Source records
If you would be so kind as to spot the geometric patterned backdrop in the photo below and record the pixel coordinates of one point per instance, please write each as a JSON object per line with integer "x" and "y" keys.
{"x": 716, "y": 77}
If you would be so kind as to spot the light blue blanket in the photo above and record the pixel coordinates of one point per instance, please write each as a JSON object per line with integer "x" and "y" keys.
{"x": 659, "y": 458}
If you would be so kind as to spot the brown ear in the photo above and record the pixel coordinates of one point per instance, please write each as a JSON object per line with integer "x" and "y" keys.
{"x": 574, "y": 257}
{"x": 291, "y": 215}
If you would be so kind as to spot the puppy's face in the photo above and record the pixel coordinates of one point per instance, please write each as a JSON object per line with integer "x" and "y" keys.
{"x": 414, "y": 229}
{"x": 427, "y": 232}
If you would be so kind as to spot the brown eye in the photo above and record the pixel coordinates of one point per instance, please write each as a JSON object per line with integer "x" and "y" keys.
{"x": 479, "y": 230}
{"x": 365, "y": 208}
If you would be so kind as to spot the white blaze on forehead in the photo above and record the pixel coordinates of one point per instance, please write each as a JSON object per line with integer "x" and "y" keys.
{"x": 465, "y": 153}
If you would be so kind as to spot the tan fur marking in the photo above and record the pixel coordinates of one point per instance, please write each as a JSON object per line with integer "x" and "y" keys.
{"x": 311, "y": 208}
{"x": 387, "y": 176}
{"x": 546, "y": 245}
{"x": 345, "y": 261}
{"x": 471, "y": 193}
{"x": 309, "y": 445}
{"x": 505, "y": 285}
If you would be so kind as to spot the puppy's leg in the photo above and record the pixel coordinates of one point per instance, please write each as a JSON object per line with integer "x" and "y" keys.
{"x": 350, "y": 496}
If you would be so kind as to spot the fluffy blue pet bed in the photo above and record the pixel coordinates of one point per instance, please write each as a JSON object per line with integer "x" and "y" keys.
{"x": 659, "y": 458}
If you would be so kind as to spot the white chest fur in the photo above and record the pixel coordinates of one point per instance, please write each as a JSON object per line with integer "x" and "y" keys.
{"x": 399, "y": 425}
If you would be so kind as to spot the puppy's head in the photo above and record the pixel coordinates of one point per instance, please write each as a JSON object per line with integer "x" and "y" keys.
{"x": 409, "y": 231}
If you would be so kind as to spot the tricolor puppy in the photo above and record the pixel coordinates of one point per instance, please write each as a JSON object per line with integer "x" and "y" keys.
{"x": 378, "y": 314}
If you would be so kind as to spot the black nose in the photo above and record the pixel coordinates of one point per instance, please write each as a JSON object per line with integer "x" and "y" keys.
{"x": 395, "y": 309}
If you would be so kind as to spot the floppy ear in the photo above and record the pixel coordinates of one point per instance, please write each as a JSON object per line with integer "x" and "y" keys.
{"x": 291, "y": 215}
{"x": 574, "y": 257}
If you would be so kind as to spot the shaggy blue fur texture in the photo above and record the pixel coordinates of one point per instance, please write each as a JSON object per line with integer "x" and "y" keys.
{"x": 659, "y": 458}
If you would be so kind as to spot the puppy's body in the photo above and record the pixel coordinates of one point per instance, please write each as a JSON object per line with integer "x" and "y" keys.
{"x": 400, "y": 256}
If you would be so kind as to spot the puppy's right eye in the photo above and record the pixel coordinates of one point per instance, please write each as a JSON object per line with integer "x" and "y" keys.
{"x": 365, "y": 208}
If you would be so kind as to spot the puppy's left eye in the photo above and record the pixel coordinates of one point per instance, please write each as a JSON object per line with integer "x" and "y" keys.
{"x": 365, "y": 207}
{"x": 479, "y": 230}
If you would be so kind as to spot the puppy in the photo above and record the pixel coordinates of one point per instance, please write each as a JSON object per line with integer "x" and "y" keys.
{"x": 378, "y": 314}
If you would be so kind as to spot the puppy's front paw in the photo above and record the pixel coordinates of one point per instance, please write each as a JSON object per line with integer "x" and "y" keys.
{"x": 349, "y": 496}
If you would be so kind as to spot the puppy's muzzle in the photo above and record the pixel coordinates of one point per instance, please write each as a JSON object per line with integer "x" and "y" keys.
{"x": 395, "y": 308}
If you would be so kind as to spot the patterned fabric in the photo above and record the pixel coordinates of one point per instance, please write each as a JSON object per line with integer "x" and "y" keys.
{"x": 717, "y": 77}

→ WHAT THE TASK ASKS
Would you give again, word for word, every line from the one with "If you would be so kind as to spot the black" through the final line of the listing above?

→ ANSWER
If you would be so kind as to spot the black nose in the photo above and record the pixel coordinates of one point per instance, please write each as a JSON object per line with integer "x" and "y" keys.
{"x": 395, "y": 309}
If you would be so kind as to spot the floppy ear in the photo above and record the pixel coordinates of one point per instance, please write each as a JSON object per line with integer "x" and "y" keys.
{"x": 291, "y": 215}
{"x": 574, "y": 257}
If you would be so kind as to spot the shaggy blue fur texture in the photo above and record the pixel coordinates of one point per instance, please write each as a JSON object per line with integer "x" and "y" keys.
{"x": 659, "y": 458}
If you would be so kind as to spot the puppy's body in the photo above and record the pixel coordinates of one point per instance, please write each as a JSON object per line with integer "x" and "y" keys.
{"x": 400, "y": 256}
If you would be so kind as to spot the puppy's right eye in the photo above and record the pixel coordinates of one point per instance, please write each as a JSON object per line with integer "x" and "y" keys.
{"x": 365, "y": 208}
If you would be so kind as to spot the puppy's left eye in the photo above and record the pixel coordinates of one point per instance, please write each as a JSON object per line with integer "x" and "y" keys.
{"x": 365, "y": 207}
{"x": 479, "y": 230}
If you would be so kind as to spot the puppy in the photo above and record the pixel coordinates of one point per instance, please write each as a JSON object per line with integer "x" and "y" keys.
{"x": 378, "y": 314}
If you would be so kind as to spot the puppy's front paw in the photo above and record the pixel coordinates of one point per instance, please write each as a JSON object per line with integer "x" and "y" keys.
{"x": 349, "y": 496}
If you would be so kind as to spot the puppy's muzzle in the photo above and record the pixel coordinates of one point per instance, please write each as a JSON object per line with integer "x" and "y" keys.
{"x": 395, "y": 308}
If you would be so kind as to spot the patterned fabric in the photo above and record the pixel coordinates of one point per instance, please write each as a JSON object per line with integer "x" and "y" keys.
{"x": 717, "y": 77}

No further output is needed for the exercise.